Required action
Your answer must be the full listing, repeated word for word.

Task data
____

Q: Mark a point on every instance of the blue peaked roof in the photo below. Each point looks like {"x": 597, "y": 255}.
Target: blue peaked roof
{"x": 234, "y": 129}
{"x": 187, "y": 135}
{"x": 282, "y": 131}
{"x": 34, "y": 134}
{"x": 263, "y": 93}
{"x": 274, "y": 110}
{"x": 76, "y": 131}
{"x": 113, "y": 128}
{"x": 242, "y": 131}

____

Output of the task
Q: Mark a point on every instance of the blue peaked roof in the photo below. Each point looks like {"x": 597, "y": 255}.
Target: blue peaked roof
{"x": 234, "y": 129}
{"x": 187, "y": 135}
{"x": 282, "y": 131}
{"x": 34, "y": 134}
{"x": 263, "y": 93}
{"x": 274, "y": 110}
{"x": 76, "y": 131}
{"x": 113, "y": 128}
{"x": 242, "y": 131}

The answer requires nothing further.